### Your objective
Turn every line of the material into a Markdown table with the columns Row and Line, numbering each row and leaving out blank lines.

### Named region outline records
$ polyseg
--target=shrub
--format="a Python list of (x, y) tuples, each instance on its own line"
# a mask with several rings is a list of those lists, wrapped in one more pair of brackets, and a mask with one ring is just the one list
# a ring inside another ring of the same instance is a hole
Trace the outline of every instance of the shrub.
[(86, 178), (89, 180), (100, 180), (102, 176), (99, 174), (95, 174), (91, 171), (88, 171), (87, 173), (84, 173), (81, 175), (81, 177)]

### Exercise solution
| Row | Line |
|---|---|
| 1 | $ polyseg |
| 2 | --target=shrub |
| 3 | --format="a Python list of (x, y) tuples, each instance on its own line" |
| 4 | # a mask with several rings is a list of those lists, wrapped in one more pair of brackets, and a mask with one ring is just the one list |
| 5 | # a ring inside another ring of the same instance is a hole |
| 6 | Trace the outline of every instance of the shrub. |
| 7 | [(86, 178), (89, 180), (100, 180), (102, 176), (99, 174), (95, 174), (91, 171), (88, 171), (87, 173), (84, 173), (81, 175), (81, 177)] |